## [Exercise goal]
Go through the entries below and print, exactly, the lines starting at the one with "of the flag" and ending at the one with "the black sunglasses", keeping both ends and no others.
------------------------------------------------
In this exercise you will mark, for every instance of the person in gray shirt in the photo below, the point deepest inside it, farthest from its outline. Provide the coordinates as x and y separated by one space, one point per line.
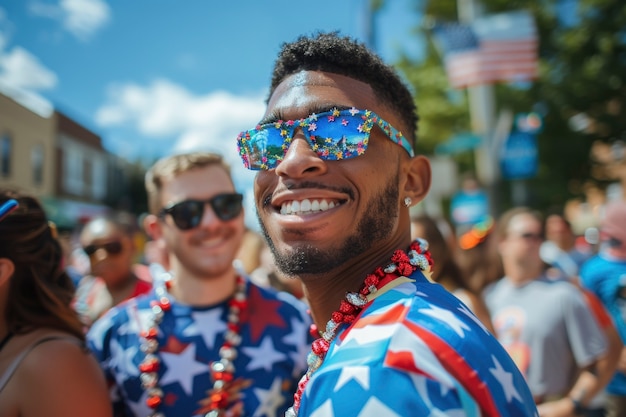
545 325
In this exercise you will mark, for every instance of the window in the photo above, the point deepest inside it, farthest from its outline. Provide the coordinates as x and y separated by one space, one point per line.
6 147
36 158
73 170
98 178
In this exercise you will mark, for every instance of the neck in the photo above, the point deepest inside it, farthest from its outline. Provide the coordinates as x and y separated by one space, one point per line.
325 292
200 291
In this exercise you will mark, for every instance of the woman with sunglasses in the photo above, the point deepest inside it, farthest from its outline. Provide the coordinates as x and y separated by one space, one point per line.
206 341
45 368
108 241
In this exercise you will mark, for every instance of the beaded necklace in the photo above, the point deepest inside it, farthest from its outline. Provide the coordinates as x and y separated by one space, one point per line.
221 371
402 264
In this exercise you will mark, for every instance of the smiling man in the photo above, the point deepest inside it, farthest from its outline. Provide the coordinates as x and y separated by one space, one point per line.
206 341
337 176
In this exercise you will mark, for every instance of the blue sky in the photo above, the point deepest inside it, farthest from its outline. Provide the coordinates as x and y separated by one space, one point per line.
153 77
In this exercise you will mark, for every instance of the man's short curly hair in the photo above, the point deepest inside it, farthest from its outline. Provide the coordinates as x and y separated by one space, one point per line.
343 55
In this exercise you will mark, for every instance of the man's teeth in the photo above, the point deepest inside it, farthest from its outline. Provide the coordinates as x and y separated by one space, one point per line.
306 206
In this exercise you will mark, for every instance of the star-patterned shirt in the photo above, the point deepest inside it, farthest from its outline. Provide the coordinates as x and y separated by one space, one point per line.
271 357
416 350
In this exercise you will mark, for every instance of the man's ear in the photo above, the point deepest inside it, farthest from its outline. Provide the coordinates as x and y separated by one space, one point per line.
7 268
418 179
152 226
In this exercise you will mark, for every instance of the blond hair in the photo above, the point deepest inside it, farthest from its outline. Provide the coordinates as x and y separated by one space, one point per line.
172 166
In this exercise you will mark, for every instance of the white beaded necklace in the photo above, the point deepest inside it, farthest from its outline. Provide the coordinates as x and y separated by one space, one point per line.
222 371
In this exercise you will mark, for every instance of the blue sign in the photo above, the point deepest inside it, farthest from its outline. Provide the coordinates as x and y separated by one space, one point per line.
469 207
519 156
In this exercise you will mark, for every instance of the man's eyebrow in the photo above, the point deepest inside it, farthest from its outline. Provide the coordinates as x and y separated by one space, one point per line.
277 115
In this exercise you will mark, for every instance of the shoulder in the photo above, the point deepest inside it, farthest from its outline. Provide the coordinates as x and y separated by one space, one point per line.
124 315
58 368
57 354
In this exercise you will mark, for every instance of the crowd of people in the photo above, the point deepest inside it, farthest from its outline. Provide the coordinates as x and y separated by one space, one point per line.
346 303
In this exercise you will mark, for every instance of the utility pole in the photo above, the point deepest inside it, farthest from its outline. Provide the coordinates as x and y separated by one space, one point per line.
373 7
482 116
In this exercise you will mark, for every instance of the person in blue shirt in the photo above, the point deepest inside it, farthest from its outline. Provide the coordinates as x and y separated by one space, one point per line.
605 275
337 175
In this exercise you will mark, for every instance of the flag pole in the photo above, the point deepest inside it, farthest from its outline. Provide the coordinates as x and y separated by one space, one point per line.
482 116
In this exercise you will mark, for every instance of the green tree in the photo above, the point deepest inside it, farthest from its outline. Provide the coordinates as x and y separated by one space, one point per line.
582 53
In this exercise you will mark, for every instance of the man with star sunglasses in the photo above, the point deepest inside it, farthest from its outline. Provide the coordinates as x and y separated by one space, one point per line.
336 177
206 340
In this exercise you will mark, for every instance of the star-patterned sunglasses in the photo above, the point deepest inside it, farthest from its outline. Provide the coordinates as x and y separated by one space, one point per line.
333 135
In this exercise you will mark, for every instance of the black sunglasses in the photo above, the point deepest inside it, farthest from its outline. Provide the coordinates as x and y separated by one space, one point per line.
------------------------------------------------
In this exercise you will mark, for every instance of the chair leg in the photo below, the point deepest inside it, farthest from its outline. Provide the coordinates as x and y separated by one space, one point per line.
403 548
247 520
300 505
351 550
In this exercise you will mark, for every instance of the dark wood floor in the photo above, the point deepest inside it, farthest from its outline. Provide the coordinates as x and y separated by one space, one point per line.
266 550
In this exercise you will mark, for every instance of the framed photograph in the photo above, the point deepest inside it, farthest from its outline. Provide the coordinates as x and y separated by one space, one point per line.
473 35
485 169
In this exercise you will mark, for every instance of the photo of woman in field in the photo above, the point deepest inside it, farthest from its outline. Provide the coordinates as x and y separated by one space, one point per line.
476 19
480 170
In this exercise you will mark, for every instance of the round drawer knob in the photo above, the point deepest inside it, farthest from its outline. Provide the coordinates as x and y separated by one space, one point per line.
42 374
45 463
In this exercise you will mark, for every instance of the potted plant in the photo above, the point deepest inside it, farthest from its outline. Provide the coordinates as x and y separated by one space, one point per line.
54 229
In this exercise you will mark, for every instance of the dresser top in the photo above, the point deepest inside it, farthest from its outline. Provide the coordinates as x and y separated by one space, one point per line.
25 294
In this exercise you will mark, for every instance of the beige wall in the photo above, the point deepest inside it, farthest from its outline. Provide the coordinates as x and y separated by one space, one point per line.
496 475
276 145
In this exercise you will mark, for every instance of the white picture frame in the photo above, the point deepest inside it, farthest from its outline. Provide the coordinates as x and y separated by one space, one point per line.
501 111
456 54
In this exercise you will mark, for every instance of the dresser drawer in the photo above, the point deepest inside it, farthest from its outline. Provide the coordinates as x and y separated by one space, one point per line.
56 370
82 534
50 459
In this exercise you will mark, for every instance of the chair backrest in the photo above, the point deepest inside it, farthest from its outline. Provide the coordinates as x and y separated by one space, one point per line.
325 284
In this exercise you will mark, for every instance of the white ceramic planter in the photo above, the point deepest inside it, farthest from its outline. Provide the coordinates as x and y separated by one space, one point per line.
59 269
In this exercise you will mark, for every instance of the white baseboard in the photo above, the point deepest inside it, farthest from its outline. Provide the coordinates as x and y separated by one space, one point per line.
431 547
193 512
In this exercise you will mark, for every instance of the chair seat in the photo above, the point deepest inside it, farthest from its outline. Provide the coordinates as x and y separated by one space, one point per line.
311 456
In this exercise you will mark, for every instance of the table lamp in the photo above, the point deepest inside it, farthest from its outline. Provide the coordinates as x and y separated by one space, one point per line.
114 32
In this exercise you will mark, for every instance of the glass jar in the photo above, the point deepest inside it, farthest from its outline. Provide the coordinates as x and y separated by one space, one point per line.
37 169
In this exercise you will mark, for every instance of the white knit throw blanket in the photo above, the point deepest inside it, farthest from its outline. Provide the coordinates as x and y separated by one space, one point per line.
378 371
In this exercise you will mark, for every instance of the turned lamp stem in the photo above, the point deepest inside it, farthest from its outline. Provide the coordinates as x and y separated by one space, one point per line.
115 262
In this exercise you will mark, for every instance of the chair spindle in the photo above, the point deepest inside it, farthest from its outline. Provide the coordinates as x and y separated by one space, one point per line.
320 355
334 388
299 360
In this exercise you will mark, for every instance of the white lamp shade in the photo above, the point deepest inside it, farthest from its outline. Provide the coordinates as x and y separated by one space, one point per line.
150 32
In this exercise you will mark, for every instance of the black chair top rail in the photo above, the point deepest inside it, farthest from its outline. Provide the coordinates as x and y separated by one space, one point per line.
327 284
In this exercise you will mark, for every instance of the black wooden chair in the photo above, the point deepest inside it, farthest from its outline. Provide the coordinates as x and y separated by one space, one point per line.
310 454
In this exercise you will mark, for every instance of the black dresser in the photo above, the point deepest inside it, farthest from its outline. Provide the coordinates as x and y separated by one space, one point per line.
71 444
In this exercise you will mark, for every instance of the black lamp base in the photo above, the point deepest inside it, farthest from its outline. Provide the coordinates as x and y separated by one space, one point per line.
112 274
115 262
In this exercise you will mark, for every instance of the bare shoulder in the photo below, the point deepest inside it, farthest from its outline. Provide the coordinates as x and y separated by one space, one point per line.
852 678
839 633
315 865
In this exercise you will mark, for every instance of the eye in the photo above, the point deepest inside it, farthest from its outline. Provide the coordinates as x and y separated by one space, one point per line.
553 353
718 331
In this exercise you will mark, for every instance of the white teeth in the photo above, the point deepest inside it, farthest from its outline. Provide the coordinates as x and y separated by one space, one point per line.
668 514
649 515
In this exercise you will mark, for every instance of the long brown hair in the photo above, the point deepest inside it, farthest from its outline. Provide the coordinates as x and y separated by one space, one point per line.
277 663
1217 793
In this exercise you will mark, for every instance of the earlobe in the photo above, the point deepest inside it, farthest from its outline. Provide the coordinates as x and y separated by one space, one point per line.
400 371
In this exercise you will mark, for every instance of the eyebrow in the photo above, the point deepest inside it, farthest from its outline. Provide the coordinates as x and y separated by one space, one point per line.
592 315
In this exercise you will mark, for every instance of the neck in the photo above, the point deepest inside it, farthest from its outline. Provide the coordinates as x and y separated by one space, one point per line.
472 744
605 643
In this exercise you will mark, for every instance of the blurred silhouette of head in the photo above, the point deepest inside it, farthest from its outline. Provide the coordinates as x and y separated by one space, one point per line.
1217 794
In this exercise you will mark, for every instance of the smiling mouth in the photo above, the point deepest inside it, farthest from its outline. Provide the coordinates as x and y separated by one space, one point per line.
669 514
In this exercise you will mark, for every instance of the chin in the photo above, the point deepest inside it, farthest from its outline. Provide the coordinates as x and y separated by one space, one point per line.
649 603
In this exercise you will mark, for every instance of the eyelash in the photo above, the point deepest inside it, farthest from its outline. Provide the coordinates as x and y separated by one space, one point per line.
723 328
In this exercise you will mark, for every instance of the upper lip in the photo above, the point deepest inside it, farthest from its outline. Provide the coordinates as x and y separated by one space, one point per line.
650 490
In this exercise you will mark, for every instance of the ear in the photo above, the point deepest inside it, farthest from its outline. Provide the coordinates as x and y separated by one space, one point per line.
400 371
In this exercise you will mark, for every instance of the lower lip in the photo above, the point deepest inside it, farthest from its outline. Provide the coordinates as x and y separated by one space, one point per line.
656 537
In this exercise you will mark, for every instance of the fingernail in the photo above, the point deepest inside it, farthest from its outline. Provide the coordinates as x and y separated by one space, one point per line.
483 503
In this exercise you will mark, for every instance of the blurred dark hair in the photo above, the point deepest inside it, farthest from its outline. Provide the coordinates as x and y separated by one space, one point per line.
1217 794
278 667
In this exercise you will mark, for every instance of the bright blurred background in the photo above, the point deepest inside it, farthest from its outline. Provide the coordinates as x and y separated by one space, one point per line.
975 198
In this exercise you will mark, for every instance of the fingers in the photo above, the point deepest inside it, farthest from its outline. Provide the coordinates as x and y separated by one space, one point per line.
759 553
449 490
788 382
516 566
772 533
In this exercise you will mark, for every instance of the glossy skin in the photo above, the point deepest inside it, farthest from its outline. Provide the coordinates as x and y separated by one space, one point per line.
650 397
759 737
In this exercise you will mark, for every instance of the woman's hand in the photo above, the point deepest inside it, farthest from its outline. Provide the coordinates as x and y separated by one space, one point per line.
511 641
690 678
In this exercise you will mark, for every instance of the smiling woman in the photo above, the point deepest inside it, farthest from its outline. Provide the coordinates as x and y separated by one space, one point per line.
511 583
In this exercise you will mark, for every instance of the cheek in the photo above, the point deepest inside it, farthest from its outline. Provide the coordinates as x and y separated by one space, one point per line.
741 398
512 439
------------------------------------------------
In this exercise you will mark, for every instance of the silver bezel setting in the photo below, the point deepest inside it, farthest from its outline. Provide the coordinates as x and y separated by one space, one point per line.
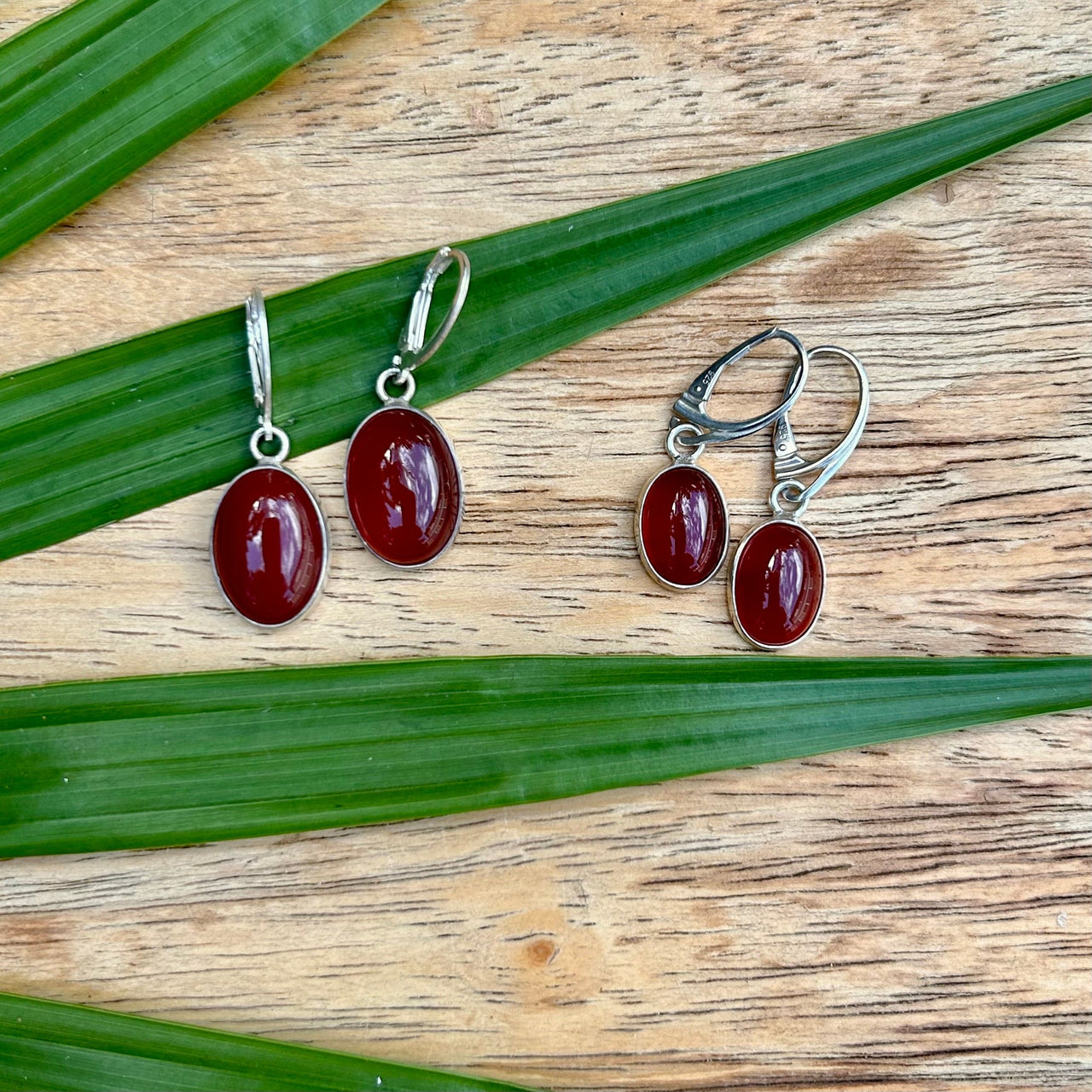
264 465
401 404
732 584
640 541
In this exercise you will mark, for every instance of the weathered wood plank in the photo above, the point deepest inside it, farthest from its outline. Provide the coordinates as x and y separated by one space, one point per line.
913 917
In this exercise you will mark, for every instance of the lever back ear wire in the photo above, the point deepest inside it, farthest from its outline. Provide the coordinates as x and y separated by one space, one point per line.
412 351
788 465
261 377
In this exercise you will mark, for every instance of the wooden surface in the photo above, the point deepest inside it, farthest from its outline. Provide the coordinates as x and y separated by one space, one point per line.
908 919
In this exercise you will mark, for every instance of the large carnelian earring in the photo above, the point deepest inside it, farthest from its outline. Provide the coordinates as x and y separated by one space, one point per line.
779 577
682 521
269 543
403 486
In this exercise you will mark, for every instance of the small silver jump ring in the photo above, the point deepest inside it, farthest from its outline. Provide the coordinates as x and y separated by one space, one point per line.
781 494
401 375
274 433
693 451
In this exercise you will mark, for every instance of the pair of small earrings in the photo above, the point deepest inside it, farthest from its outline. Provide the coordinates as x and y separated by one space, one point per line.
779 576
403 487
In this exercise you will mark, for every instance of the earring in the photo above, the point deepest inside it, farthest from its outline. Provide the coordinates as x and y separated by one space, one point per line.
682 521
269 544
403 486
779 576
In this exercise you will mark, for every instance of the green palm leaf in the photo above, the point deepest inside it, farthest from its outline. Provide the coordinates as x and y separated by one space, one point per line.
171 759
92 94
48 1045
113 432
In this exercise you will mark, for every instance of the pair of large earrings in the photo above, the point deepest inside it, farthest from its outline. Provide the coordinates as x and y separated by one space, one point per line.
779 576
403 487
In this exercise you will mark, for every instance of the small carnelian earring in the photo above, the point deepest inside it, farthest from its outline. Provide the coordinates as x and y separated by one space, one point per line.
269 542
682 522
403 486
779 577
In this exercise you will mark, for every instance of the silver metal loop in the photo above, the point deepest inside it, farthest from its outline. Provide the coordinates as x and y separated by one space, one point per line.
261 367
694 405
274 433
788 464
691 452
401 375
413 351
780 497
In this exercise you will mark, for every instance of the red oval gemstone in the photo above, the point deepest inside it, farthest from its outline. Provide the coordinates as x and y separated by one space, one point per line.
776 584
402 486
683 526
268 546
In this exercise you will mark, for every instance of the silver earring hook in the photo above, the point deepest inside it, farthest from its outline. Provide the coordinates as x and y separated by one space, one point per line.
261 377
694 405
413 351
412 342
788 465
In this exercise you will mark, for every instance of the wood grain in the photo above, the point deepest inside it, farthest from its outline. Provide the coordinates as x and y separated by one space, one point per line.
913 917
------------------------------------------------
## [Exercise answer]
In this exercise you will mark, for every instance of the flag pole in the photo above, the point deepest inside it, farthest from its outline. Provide the coordinates as x and y separated by one space, one point per line.
482 116
In this exercise you will mark, for every instance of the green tree in the photo above, the point deepest inside it, farthest from its outline. Provide the coordinates as x and y separated by one space, one point per line.
582 53
In this exercise you will mark, for every instance of the man with star sunglasses in the photo above, the point deepest inside it, farthest from its outline. Provide the coordinates as x and y separated by one space, one point per line.
336 177
206 340
In this exercise you will mark, for every instance of the star-patterned sunglasses in the photo above, the point deepest inside it, farthest from its outline. Provide the coordinates as x and y separated by one space, one point per line.
333 135
In this exercise you will mark, for every instance of the black sunglasses in the photo above, the point deepest inside it, farthest from its outline. Provide the coordinates as x and y separated by one space, one point per line.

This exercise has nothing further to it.